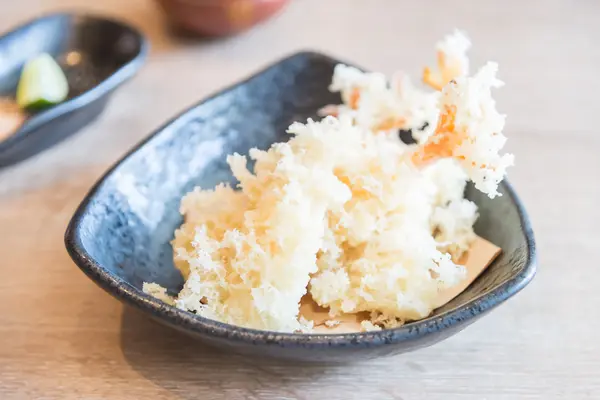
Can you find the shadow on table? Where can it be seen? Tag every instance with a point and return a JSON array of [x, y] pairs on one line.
[[191, 369]]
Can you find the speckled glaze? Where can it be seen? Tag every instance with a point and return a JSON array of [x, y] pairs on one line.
[[120, 234], [111, 52]]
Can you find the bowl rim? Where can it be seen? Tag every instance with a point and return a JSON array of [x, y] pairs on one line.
[[124, 291]]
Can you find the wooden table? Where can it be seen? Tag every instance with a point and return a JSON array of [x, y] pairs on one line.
[[63, 338]]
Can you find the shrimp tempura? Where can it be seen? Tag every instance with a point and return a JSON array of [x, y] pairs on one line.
[[451, 59], [469, 130]]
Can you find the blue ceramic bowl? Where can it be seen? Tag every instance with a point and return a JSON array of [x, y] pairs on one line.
[[120, 234]]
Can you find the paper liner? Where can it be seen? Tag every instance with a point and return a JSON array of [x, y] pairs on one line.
[[478, 258]]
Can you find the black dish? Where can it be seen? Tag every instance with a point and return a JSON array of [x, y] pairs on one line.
[[120, 234], [109, 53]]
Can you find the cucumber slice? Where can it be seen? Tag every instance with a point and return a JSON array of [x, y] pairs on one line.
[[42, 83]]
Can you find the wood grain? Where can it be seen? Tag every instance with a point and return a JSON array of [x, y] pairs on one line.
[[63, 338]]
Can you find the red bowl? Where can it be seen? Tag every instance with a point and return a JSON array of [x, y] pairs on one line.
[[219, 17]]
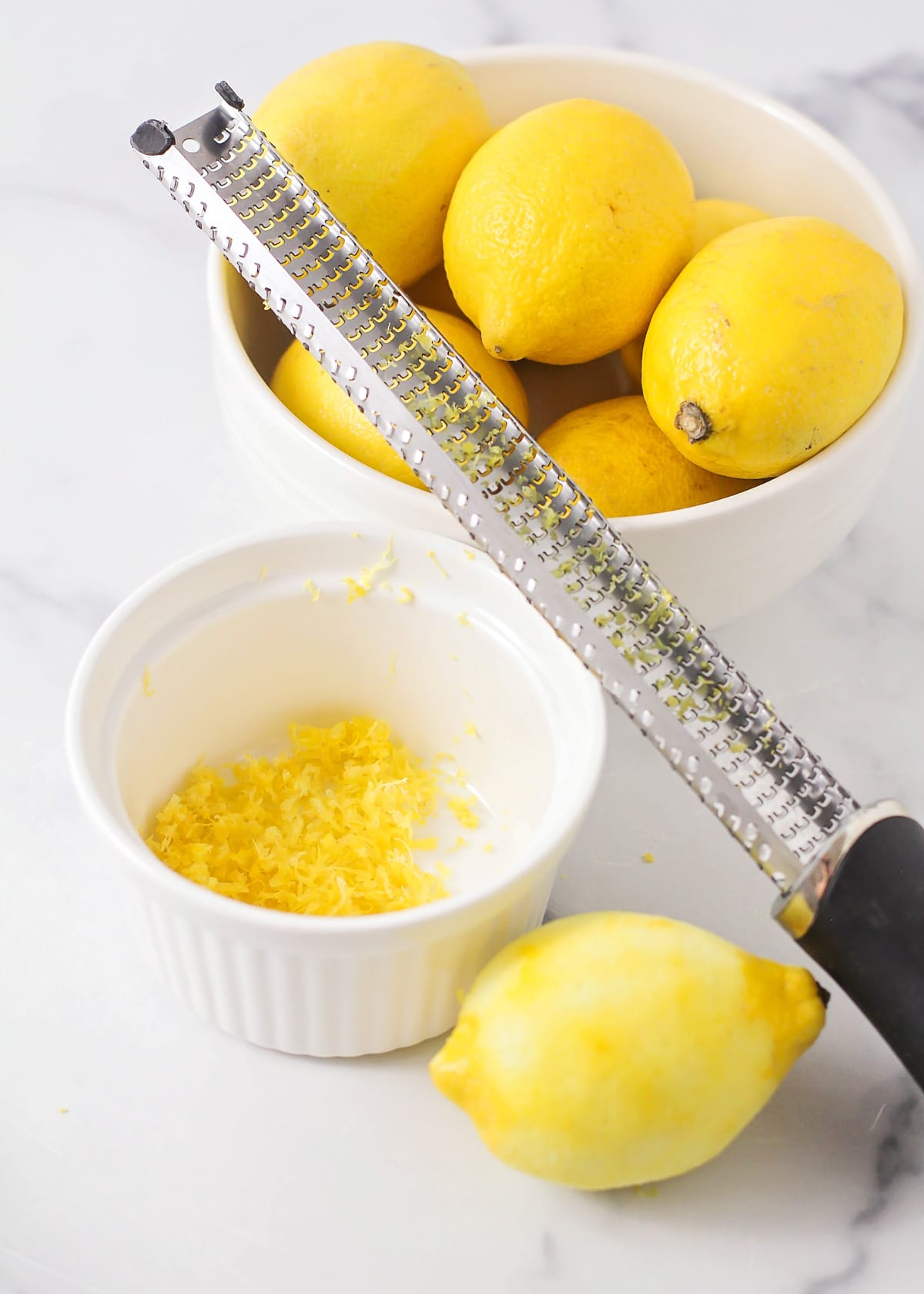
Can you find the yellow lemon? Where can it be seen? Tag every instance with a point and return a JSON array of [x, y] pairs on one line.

──────────────────────────────

> **Set exercise**
Set every line of the items above into a Markdown table with the columns Row and Line, numbering each row and skipping any blank lines. Leave the pictures out of the answer.

> **Result of this task**
| Row | Line |
|---|---|
| 1 | Can you find the shadow on table? Where can it be seen? Tag every instance with a point and return a JSON array of [x, y] pairs on one line. |
| 2 | [[191, 369]] |
| 3 | Can you find the speckled glaze? Where can it be seen? Tag every instance with a point and return a JSON array of [x, y] pairs on one line. |
| 4 | [[120, 234], [111, 52]] |
| 5 | Can you find the bowl rim? Where can it be seen? Tag every instance with a point and return a JSON array of [x, y] pairs on one line. |
| 6 | [[124, 291]] |
| 7 | Can you find the wooden table? Where can it be seen? Tag every instance with a point and return a JSON array of [x, y] pairs on one line. |
| 8 | [[63, 338]] |
| 9 | Can you find the shrimp tempura? Where can it be seen? Tag every instance with a point and return a JSON array of [x, y] pairs on one line. |
| 10 | [[451, 59], [469, 130]] |
| 11 | Can you find the blue ceramic bowl? Where can it be seen? Tag every instance with a point and return a JSON array of [x, y] pairs on one line. |
| 12 | [[120, 234]] |
| 13 | Can you find the paper liner? Where can it be seen? Tag every instance with a point and return a JSON array of [x, y] pairs on one line. |
| 14 | [[478, 258]] |
| 15 | Can you find the black dish? Where can it be seen? Tag every instance with a point and return a JSON array of [x, y] pairs on one line. |
| 16 | [[120, 234], [109, 53]] |
| 17 | Can you find the cucumber slice? Where can it be seen? Tag every instance with a point and return a JSON array of [x, y] pairs on one line. |
| 18 | [[42, 83]] |
| 19 | Can you find the wood grain? Where can it be seen? Tag every instance with a point and return a JSON array of [x, y] pairs on one line. |
| 20 | [[63, 338]] |
| 21 | Can you find the red bowl? Where can it be seen? Tag every instance with a point and return a JSON array of [x, y] pairs on one line. |
| 22 | [[219, 17]] |
| 23 | Can you find the yellow lemon? Where can it be seen? Tag every instance with a point and return a JSON array of [x, y] pairs on one line. |